**What this task involves:** The data below needs to be returned exactly, line for line.

─── Materials provided

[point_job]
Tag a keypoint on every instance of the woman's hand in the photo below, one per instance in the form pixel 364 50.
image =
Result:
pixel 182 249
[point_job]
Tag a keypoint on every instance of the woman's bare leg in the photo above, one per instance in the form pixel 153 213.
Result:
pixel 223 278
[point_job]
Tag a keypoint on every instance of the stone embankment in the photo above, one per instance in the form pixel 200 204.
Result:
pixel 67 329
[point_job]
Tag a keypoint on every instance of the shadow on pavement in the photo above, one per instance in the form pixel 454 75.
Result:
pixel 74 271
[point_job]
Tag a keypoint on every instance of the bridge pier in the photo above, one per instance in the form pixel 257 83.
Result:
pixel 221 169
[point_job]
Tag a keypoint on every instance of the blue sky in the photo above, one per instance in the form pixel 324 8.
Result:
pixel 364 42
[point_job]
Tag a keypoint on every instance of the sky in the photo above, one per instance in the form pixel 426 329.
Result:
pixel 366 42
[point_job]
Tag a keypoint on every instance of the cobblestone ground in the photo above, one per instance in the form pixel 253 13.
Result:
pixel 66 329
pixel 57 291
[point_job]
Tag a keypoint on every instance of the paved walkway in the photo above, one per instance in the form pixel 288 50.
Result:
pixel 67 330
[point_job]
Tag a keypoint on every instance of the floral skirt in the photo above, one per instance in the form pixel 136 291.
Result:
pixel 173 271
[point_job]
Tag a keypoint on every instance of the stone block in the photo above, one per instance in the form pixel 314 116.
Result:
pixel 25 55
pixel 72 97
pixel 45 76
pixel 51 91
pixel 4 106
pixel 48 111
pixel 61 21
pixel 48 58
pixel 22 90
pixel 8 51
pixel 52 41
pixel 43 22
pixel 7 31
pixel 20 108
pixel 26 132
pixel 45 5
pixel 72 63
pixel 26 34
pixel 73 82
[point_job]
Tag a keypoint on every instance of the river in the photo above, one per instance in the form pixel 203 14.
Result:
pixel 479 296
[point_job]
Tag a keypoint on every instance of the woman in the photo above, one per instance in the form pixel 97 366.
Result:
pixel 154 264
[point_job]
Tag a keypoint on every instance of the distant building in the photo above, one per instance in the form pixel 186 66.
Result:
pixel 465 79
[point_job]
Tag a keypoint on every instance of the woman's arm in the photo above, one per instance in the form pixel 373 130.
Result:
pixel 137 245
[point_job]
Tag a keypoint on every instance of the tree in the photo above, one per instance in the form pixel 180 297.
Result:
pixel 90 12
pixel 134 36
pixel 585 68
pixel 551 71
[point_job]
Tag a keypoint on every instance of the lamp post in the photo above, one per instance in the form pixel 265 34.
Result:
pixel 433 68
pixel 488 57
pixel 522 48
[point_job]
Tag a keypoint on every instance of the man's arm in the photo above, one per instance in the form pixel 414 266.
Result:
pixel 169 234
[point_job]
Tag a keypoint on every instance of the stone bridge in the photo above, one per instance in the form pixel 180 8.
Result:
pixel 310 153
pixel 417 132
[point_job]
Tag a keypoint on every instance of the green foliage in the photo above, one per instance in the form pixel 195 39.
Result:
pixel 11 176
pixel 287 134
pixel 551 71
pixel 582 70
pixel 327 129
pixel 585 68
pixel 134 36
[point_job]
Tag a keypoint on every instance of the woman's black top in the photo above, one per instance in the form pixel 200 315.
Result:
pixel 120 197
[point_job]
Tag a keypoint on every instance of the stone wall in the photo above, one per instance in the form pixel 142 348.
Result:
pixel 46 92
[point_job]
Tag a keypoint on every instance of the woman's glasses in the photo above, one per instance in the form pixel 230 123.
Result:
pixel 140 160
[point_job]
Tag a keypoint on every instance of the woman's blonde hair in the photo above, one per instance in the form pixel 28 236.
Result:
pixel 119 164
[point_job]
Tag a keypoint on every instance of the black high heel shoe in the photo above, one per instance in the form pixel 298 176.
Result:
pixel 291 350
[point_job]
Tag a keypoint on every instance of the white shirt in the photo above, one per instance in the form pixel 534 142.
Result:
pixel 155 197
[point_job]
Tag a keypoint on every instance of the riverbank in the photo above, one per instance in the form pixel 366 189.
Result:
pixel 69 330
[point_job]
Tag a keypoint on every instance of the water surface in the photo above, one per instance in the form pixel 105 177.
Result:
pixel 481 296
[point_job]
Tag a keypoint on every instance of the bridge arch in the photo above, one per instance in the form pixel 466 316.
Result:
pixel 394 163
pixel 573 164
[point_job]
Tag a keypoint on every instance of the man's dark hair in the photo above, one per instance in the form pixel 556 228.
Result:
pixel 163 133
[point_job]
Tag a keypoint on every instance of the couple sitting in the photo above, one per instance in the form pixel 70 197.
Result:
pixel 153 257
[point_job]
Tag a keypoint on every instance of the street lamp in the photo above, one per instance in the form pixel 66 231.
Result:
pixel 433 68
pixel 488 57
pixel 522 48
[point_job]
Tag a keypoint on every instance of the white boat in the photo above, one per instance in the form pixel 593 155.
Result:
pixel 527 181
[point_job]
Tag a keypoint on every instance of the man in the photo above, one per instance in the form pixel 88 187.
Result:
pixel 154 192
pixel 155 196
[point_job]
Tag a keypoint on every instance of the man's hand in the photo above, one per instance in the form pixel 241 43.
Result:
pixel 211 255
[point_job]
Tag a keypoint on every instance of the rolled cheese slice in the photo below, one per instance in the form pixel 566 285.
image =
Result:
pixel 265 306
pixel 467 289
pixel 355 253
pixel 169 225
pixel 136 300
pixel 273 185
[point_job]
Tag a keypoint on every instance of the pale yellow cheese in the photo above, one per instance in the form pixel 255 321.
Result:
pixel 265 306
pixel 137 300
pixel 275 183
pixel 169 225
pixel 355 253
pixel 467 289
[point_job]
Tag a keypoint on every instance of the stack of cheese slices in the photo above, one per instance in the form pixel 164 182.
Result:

──────

**Answer to the task:**
[point_job]
Tag a keypoint on every instance of the woman's hand in the photo below, one per instance in the form pixel 364 50.
image =
Result:
pixel 182 249
[point_job]
Tag a keypoint on every instance of the woman's bare leg in the photo above, one per instance in the form pixel 153 213.
Result:
pixel 223 278
[point_job]
Tag a keypoint on every instance of the stone embankment in the photo above, one per instance in the form pixel 200 204.
Result:
pixel 67 329
[point_job]
Tag a keypoint on every instance of the shadow on pavement in the photo above, one per instance in the form pixel 454 75.
Result:
pixel 74 271
[point_job]
Tag a keypoint on every instance of the bridge pier in the photo above, one per instance in the form pixel 257 83.
Result:
pixel 221 169
[point_job]
Tag a keypoint on every instance of the blue sky in the photo above, one per instance in the form pixel 324 8.
Result:
pixel 364 42
[point_job]
Tag a keypoint on every instance of the sky in the photo above, one per instance in the form pixel 426 329.
Result:
pixel 366 42
[point_job]
Tag a keypoint on every instance of the cobblestone ground in the photo above, one per instance in the form pixel 253 13.
Result:
pixel 66 329
pixel 57 291
[point_job]
Tag a keypoint on every instance of the paved walkway in the photo above, one per instance in the form pixel 288 50.
Result:
pixel 67 330
[point_job]
Tag a keypoint on every instance of the floral skirt in the photo above, one per instance in the form pixel 136 291.
Result:
pixel 173 271
[point_job]
Tag a keypoint on every instance of the stone block in the photo above, one per instance in the form pixel 314 116.
Result:
pixel 25 55
pixel 72 97
pixel 45 76
pixel 51 91
pixel 4 106
pixel 48 111
pixel 61 21
pixel 48 58
pixel 22 90
pixel 8 51
pixel 52 41
pixel 43 22
pixel 7 31
pixel 20 108
pixel 26 132
pixel 45 5
pixel 72 63
pixel 26 34
pixel 73 82
[point_job]
Tag a keypoint on every instance of the river in the photo above, one per instance in the form pixel 203 14.
Result:
pixel 479 296
[point_job]
Tag a keypoint on every instance of the woman in the photo above, one per instance in the form pixel 97 366.
Result:
pixel 154 264
[point_job]
Tag a keypoint on every instance of the distant building in the photo above, one per instance in the form pixel 186 66.
Result:
pixel 465 79
[point_job]
Tag a keypoint on every instance of the woman's arm in the photo above, one per instance in the form pixel 373 130.
Result:
pixel 137 245
[point_job]
Tag a keypoint on every instance of the tree in the photo above, one per instance in the form pixel 180 297.
Result:
pixel 90 12
pixel 134 36
pixel 585 68
pixel 551 71
[point_job]
Tag a keypoint on every instance of the lamp post in the photo above, one per instance in the form pixel 265 34.
Result:
pixel 433 68
pixel 488 57
pixel 522 48
[point_job]
Tag a keypoint on every instance of the man's arm in the photo above, one per instance in the form pixel 414 266.
Result:
pixel 169 234
[point_job]
Tag a keypoint on every instance of the stone bridge in the photo above, one per instance in the form pixel 180 8.
Result:
pixel 310 153
pixel 417 132
[point_job]
Tag a keypoint on every instance of the green foliage in the photo above, one per instance in the form pixel 195 39.
Result:
pixel 11 176
pixel 287 134
pixel 551 71
pixel 582 70
pixel 327 129
pixel 585 68
pixel 134 36
[point_job]
Tag a keypoint on every instance of the woman's black top in the photo above, one per instance in the form pixel 200 315.
Result:
pixel 120 197
[point_job]
Tag a keypoint on every instance of the stone wall in the photo above, one per instance in the form pixel 142 348.
Result:
pixel 46 92
[point_job]
Tag a keypoint on every instance of the woman's glasses in the photo above, one per instance in the form pixel 230 123.
Result:
pixel 140 160
[point_job]
Tag a keypoint on every instance of the woman's blonde hair in the photo above, one per instance in the form pixel 28 236.
Result:
pixel 119 164
[point_job]
Tag a keypoint on every instance of the black high heel shoe in the photo above, one per instance in the form pixel 298 176.
Result:
pixel 291 350
[point_job]
Tag a keypoint on every instance of the white shirt in the photo above, one per instance in the form pixel 534 142.
Result:
pixel 155 197
[point_job]
Tag a keypoint on every instance of the riverbank in the photo above, one per instance in the form pixel 366 189.
Result:
pixel 69 330
[point_job]
Tag a keypoint on every instance of the water surface in the photo above, one per instance in the form pixel 105 177.
Result:
pixel 481 296
[point_job]
Tag a keypoint on every instance of the bridge arch in the photo above, one per instance in the form pixel 466 316.
Result:
pixel 394 163
pixel 573 164
[point_job]
Tag a keypoint on every instance of the man's dark hair in the photo above, one per instance in the form pixel 556 228.
Result:
pixel 163 133
[point_job]
Tag a keypoint on every instance of the couple sitting in the photo above, one per instance in the form pixel 70 197.
Result:
pixel 153 257
[point_job]
Tag a keypoint on every instance of the street lamp in the photo above, one per instance in the form pixel 66 231.
Result:
pixel 433 68
pixel 488 57
pixel 522 48
[point_job]
Tag a keypoint on every instance of the white boat in the photo above, one per instance in the form pixel 593 155.
Result:
pixel 527 181
[point_job]
Tag a keypoint on every instance of the man in the photo above, one per instance in the form pixel 88 187.
Result:
pixel 154 192
pixel 155 196
[point_job]
Tag a keypoint on every instance of the man's hand in the photo above, one per instance in the form pixel 241 43.
Result:
pixel 211 255
[point_job]
Tag a keypoint on every instance of the rolled cheese slice in the photo below, one per instance in the form pixel 566 285.
image =
Result:
pixel 265 306
pixel 467 289
pixel 355 253
pixel 169 225
pixel 136 300
pixel 273 185
[point_job]
Tag a keypoint on every instance of the pale yellow cheese in the photo above, one per instance in the form pixel 255 321.
Result:
pixel 265 306
pixel 137 300
pixel 275 183
pixel 169 225
pixel 355 253
pixel 467 289
[point_job]
Tag a keypoint on every instance of the stack of cheese slices in the photo above, one per instance in the form pixel 164 182.
Result:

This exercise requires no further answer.